* SET PROBLEM
Please write what comes next in the chive biscuit article, picking up after its final line.

How to Make the Flakiest Chive Biscuits with the Blossoms

These chive biscuits are, according to my daughter, the perfect biscuits. They’re soft and flaky with a rich savory flavor and a slightly crispy crust.

top down view of chive biscuits on wooden board with flowers
Tender flaky chive blossom biscuits.

Also Read: Chive Blossom Infused Vinegar, 12 Chive Recipes To Try, Easy Cheese Drop Biscuits

How to Make Tender Flaky Biscuits

What makes these chive biscuits so tender and flaky? It’s the butter and folding technique described in the recipe. When little pieces of butter melt, they create steam pockets that create a flaky texture. By folding and stacking the dough on top of each other you automatically create layers that turn into flaky biscuits. Just keep a light touch so you don’t overwork the butter or the layers. Before baking, you won’t see the layers, but trust the process!

chive biscuits side view outside
Seriously flaky thanks to butter and the folding technique.

What do Chive Blossom Biscuits Taste Like?

The chives, especially the blossoms add a nice, light savoury flavour and make these biscuits look so pretty. As a non-onion lover, I can tell you these biscuits do not have an overpowering onion flavour. They do have some mild onion onion flavour.

If you LOVE onion flavour, go ahead and add more chives to your recipe. You could even add 1/2 tsp of onion and garlic powder to the flour to really punch up the onion flavour.

flaky, well layered chive biscuits on baking sheet in front of chive blossoms
It’s the roll-and-fold technique that gives these biscuits those beautiful flaky layers—just like lamination in fancy pastry baking

What if I Don’t Have Chive Blossoms?

Chives only blossom once a year, so there are times when you don’t have chive blossoms. That’s okay, it just means you won’t have the purple blossoms as a finishing garnish. For flavour, you can make these biscuits with just the green parts of chives. If you don’t have chives, use green onions.

If you’re really keen and you have access to chive blossoms in spring, you can also dry those blossoms. Pick your blossoms and rinse in salted water to remove any insects. Lay them on a towel and let dry on the counter for 24-48 hours so they’re completely dry. Place in brown paper bag and let sit for a week or two in a dark, dry, warm space. Once they’re completely dry, store them in the paper bag or a glass jar. The colour will start to fade within 6 months, but until then you’ll have a pretty garnish for your biscuits.

Separate the individual blossoms from the chive head.

What if I don’t Have Buttermilk?

I usually don’t have buttermilk in my fridge, so I make a substitute. Place a tablespoon of lemon juice or vinegar in the bottom of a measuring cup. Top up with milk (any %), stir and let sit for 5-10 minutes. It may look a little curdled or lumpy – that’s perfect!

What Can I Use Instead of Butter?

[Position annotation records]
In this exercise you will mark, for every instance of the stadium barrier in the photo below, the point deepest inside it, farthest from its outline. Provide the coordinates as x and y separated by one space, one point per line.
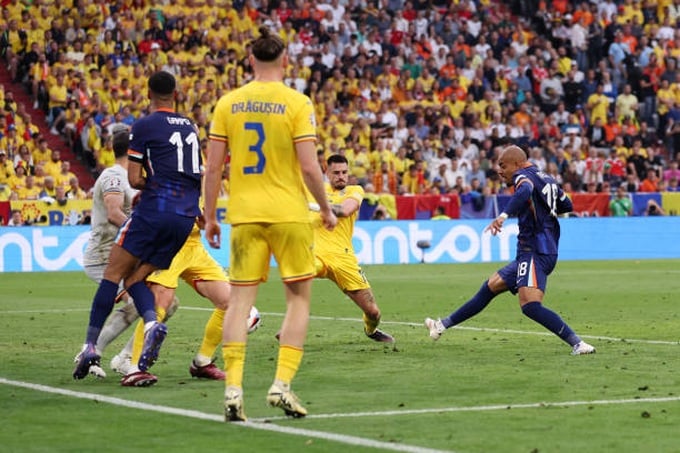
40 249
417 207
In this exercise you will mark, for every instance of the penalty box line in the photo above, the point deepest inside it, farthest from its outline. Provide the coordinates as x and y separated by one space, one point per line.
259 424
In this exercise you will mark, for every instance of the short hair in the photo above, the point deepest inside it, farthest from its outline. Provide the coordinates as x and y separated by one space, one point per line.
162 83
268 47
336 159
121 141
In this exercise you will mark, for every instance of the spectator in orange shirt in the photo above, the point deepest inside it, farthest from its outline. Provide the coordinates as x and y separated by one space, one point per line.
650 183
612 129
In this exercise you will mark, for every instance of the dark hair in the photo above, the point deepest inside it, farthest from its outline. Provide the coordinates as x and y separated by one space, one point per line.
268 47
162 83
336 159
121 141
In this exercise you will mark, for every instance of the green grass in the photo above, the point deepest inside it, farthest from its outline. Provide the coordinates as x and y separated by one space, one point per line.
459 394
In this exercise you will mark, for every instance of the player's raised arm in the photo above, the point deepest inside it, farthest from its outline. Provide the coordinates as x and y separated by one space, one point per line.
311 173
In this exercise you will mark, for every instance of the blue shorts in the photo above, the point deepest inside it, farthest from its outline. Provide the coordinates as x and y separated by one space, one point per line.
529 270
155 238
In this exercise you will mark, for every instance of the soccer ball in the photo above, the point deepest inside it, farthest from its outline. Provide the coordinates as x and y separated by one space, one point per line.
254 320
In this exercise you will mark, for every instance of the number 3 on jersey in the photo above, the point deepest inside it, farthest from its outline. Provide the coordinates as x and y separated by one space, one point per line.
257 149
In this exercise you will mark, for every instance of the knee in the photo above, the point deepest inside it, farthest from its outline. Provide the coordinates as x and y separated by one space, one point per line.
530 309
496 284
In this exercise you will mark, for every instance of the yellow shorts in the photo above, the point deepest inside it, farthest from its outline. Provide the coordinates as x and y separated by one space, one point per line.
343 269
252 245
192 263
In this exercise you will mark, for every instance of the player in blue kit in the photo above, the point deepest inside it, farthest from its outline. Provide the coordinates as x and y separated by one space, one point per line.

* IN RESPONSE
Honestly, this recipe relies on the butter for the flavour and flaky texture. I have never tested it with any other type of fat. You probably can use a substitute like lard or shortening, but the flavour would not be the same.

Beautiful layers thanks to butter!

The Folding Technique

Check the video to see these instructions in action.

  • Lightly flour your counter and rolling pin.
  • Roll out the dough 1/2 inch thick into a 8 1/2×11 rectangle – about the size of a sheet of paper.
  • Fold the dough in half.
  • Roll out again to a slightly bigger rectangle.
  • Fold in half and roll to an even bigger rectangle. The thickness will be less than 1/2″.
  • Repeat the fold and roll 2 to 3 times depending on how soft and sticky your dough is getting and how well shaped your rectangle is. Stop if it’s too sticky.
  • The final rectangle should be between 8 1/2×11 and 9×12. You’ll think it looks too flat to turn into puffy biscuits, you just have to trust the process. As long as there are still bits of butter, the biscuits will rise.
  • Use a knife and cut the rectangle into 9 pieces, two cuts lengthwise and two cuts widthwise. Of course, you could just cut 6 biscuits and roll a little less thin for even thicker biscuits!
  • Transfer to baking sheet and bake at high heat.
folding biscuit dough on counter
Fold the dough in half. Keep counter lightly floured so dough doesn’t stick.

Can I Skip the Folding Technique?

Sure, you can skip the folding technique – but you’ll be missing out on flaky layers. You can roll out the dough and cut biscuits with this dough. The dough is too dry for drop biscuits. Try these cheese drop biscuits for a delicious drop biscuit – you can add chives to this recipe too!

Chive Biscuits Recipe

top down view of chive biscuits on wooden board with flowers
Print Recipe
4.65 from 14 votes

Flaky Chive Biscuits with Blossoms

A delicious savory biscuit with chive greens and chive blossoms. Flaky and tender on the inside and crispy on the outside thanks to butter, buttermilk and our folding technique.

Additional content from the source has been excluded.